[OBJECTIVE]
How many lines in the rows below contain the string "young", with case counting? Reply with the number alone.

(Stored records)
==================================================

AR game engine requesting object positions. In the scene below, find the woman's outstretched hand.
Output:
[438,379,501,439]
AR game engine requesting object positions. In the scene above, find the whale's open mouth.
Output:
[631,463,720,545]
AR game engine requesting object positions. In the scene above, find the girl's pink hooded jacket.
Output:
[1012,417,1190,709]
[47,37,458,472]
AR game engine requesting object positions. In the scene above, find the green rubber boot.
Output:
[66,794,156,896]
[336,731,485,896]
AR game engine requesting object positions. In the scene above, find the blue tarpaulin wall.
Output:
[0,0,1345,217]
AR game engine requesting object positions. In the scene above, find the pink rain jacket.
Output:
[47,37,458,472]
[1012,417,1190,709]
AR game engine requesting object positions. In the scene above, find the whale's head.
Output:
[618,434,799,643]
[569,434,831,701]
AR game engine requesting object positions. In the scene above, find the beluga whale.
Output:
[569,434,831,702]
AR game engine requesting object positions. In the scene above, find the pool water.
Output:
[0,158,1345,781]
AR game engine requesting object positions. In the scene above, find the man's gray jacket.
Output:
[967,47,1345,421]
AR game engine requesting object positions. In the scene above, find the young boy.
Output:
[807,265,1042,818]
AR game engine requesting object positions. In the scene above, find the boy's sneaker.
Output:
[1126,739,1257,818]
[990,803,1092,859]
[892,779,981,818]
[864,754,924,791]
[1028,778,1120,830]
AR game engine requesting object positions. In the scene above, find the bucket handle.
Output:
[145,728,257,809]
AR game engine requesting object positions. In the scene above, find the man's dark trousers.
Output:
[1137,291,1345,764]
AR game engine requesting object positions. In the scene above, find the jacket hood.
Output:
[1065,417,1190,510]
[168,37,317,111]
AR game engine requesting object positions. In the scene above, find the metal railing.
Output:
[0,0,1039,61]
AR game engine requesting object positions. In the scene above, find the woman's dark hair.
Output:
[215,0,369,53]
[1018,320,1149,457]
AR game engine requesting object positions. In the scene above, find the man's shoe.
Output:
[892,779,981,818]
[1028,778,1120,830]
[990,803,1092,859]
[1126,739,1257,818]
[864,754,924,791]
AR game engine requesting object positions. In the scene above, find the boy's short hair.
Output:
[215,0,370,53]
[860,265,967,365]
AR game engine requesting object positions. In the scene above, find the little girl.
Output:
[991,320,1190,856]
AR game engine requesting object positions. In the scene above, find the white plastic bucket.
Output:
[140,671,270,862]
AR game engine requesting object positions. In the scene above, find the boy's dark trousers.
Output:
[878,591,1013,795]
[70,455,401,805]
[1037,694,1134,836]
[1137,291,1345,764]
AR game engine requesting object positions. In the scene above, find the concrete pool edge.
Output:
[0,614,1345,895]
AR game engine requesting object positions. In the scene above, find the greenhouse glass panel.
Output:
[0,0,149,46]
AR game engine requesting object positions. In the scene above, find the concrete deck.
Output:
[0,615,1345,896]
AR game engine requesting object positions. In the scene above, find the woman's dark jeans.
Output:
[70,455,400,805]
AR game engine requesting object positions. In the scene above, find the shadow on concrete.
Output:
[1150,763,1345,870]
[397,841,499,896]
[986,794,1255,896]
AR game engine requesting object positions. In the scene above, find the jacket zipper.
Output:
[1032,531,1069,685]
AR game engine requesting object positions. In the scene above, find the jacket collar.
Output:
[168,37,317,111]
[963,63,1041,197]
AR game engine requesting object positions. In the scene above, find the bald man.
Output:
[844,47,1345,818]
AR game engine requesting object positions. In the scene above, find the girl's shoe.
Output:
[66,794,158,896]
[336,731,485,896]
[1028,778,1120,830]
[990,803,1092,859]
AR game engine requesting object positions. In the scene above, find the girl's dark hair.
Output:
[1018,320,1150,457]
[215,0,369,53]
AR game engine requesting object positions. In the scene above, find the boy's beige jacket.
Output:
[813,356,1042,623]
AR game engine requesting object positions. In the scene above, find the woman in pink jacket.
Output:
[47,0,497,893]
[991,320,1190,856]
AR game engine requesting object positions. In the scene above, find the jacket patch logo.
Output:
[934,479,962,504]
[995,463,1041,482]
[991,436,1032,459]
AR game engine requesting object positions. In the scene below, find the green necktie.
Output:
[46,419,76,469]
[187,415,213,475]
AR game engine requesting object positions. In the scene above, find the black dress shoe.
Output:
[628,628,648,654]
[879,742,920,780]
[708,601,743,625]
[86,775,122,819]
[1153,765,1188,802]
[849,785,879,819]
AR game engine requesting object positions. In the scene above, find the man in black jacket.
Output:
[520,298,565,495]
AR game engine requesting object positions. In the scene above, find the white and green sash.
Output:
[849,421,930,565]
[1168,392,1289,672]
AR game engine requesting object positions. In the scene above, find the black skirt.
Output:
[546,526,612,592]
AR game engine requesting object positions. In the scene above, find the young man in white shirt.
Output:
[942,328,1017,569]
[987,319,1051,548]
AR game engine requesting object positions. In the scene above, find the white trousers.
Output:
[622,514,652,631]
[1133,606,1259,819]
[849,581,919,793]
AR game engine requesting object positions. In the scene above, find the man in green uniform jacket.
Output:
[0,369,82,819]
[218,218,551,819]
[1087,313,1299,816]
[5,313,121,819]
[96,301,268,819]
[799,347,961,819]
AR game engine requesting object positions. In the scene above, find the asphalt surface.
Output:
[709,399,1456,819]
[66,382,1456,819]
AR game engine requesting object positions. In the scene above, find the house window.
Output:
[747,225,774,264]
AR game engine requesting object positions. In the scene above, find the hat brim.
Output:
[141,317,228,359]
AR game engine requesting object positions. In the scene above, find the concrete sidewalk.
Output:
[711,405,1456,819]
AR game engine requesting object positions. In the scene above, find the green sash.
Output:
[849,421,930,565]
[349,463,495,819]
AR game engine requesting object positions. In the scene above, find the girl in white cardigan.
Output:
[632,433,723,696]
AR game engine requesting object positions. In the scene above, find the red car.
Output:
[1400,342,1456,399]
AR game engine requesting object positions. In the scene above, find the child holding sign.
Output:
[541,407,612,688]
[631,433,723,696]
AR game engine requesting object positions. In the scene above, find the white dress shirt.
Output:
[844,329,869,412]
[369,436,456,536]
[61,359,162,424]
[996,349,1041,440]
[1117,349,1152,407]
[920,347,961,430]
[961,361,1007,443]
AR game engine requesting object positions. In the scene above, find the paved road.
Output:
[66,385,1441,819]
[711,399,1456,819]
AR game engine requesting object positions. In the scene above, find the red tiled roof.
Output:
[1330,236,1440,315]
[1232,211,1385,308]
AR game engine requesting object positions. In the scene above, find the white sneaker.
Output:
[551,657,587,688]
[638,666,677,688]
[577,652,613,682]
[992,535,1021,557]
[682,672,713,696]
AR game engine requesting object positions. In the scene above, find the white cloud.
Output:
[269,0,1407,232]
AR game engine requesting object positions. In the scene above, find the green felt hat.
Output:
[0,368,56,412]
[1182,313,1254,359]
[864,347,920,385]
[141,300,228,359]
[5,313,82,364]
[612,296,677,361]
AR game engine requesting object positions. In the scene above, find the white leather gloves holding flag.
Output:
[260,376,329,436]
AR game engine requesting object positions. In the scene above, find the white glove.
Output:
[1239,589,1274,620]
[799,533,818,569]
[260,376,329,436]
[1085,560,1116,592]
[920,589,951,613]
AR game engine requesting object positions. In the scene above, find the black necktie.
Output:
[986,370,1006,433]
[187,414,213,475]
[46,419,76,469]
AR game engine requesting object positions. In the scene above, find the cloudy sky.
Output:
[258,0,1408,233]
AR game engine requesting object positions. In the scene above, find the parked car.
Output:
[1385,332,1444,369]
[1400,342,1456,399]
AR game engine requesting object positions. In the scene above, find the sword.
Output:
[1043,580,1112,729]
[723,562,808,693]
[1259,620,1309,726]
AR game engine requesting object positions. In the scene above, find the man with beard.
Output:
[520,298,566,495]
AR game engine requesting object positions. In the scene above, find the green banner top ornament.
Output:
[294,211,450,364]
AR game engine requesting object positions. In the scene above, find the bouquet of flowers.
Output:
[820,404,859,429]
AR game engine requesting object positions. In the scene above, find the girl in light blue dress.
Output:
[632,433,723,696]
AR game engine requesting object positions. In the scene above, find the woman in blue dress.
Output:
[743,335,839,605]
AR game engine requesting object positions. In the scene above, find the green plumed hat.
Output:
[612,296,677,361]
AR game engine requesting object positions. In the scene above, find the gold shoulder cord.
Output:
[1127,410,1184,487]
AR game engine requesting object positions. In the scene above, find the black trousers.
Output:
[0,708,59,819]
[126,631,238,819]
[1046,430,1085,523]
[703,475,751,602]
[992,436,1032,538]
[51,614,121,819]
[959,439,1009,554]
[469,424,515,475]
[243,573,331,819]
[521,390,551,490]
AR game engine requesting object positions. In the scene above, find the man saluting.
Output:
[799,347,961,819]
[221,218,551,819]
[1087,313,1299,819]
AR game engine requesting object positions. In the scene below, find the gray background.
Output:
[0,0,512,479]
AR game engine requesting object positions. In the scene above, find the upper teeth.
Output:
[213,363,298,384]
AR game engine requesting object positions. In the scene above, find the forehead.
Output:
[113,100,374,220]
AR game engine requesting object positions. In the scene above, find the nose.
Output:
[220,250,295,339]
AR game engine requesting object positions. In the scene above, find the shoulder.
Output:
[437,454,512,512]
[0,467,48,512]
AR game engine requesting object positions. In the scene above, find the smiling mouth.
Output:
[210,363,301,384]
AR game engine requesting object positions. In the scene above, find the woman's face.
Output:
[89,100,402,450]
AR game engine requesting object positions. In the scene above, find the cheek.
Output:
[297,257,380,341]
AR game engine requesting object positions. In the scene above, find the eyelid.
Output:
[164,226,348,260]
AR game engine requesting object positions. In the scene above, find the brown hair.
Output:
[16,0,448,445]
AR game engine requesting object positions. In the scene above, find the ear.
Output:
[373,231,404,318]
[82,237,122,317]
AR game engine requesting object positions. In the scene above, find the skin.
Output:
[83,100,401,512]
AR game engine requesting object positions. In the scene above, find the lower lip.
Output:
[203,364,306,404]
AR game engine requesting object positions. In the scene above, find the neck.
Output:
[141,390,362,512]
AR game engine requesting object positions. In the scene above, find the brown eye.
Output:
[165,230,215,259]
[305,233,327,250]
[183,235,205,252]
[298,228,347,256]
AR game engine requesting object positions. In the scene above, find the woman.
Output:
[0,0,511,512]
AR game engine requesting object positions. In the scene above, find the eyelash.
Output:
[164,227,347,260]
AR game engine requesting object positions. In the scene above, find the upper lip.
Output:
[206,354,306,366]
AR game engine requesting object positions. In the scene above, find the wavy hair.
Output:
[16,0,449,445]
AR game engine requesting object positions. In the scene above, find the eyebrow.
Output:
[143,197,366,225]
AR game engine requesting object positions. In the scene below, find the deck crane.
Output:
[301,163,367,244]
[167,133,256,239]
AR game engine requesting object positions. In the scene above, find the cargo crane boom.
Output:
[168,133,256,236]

==================================================

[OUTPUT]
2